Text passage:
..............................

Another way to swich x-axis and y-axis: coord_flip()

  • You can swich axes by adding coord_flip()
res_1 %>%
  ggplot() +
  geom_bar(aes(x = seito, 
y = N), 
 stat = "identity") + 
  facet_wrap(~ gender) +
  labs(x = "The number of an", y = "政党") + 
  theme_minimal() + 
  theme_bw(base_family = "HiraKakuProN-W3") +
  coord_flip()

4. Display numbers on bars

geom_text(aes(label = variable name))

4.1 A bar chart with numbers displayed

  • Suppose you want to display numbers on the following bar chart

  • The number of numbers (values) you want to displays on bars is 11

  • The number of candidates these 11 parties nominated

  • Check the data frame res_1

Check how you made res_1

df <- read_csv("data/hr96-21.csv", 
na = ".")
df21 <- df %>% 
  filter(year == 2021) %>% # Select the 2021 HR election data
  drop_na(seito) %>%    # Drop missing values in seito
mutate(seito = factor(seito, # change the class of seito to factor and arrange in order you want 
levels = c("自民", 
 "立憲", 
 "共産", 
 "維新",
 "無所", 
 "N党", 
 "国民",
 "れい",
 "公明",  
 "諸派", 
 "社民")))
  • Calculate the number of candidates by party, gender and win/lose and name it res_1
res_1 <- df21 %>%  
group_by(seito, gender, wl) %>%
summarise(N = n())

..............................

Supplied data:
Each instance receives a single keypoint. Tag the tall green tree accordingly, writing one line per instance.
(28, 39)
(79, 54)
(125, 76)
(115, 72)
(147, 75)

..............................

Written request 1:
Lay out the rows about keypoints for the tall green tree as a Markdown table with the columns Line and Entry, numbering each non-blank row in order.
Written request 2:
Pick up the ggplot bar chart tutorial after its last line and continue it.

Result 1:
| Line | Entry |
|---|---|
| 1 | Each instance receives a single keypoint. Tag the tall green tree accordingly, writing one line per instance. |
| 2 | (28, 39) |
| 3 | (79, 54) |
| 4 | (125, 76) |
| 5 | (115, 72) |
| 6 | (147, 75) |

Result 2:
  • Display res_1
DT::datatable(res_1)
  • Using res_1, you calculate the number of candidates each party nominated (= party_cand) and name it res_2
res_2 <- res_1 %>%
  group_by(seito) %>%
  summarize(party_cand = sum(N))
  • Display res_2
DT::datatable(res_2)
  • Adding geom_text(aes(label = party_cand), you can display the numbers on bars
res_2 %>%
  ggplot(aes(x = seito, 
y = party_cand)) +
  geom_bar(aes(), 
 stat = "identity",
 position = position_dodge(width = 0.9)) +  
  geom_text(aes(label = party_cand), 
  vjust = 1.2, 
  colour = "yellow", 
  position = position_dodge(width = 0.9),
  size = 3) +
  ggtitle("The number of candidates by party in the 2021 HR Election") +
  theme_bw(base_family = "HiraKakuProN-W3") +
  theme(legend.position = "bottom") 

4.2 A bar chart with numbers displayed (dodge)

  • Suppose you want to display numbers on the following bar chart

  • The number of numbers (values) you want to displays on bars is 22
  • The 22 values are the number of candidates 11 parties nominated in the 2021 HR election by gender
  • Check the data frame res_1
DT::datatable(res_1)
  • Using res_1, you calculate the number of candidates 11 parties nominated by gender (= total) and name it res_3
res_3 <- res_1 %>%
  group_by(seito, gender) %>%
  summarize(total = sum(N))
  • Display res_3
DT::datatable(res_3)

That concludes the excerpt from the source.